**Do this**
Please show each line below that contains the string "rule". Case counts.

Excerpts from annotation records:
════

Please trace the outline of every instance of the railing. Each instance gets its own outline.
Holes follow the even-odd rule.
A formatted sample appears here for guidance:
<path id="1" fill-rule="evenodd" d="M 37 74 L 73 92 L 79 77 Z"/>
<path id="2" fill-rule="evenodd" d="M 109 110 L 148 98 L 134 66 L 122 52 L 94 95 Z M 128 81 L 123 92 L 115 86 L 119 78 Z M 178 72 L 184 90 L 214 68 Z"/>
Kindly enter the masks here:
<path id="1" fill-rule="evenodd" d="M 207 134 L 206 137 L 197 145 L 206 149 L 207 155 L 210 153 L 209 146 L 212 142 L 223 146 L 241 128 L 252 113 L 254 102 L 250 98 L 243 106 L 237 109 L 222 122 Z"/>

════

**Solution to the exercise**
Holes follow the even-odd rule.
<path id="1" fill-rule="evenodd" d="M 37 74 L 73 92 L 79 77 Z"/>
<path id="2" fill-rule="evenodd" d="M 109 110 L 148 98 L 134 66 L 122 52 L 94 95 Z M 128 81 L 123 92 L 115 86 L 119 78 Z M 178 72 L 184 90 L 214 68 Z"/>
<path id="1" fill-rule="evenodd" d="M 207 134 L 206 137 L 197 145 L 206 149 L 207 155 L 210 153 L 209 146 L 212 142 L 223 146 L 241 128 L 252 113 L 254 102 L 250 98 L 243 106 L 237 109 L 222 122 Z"/>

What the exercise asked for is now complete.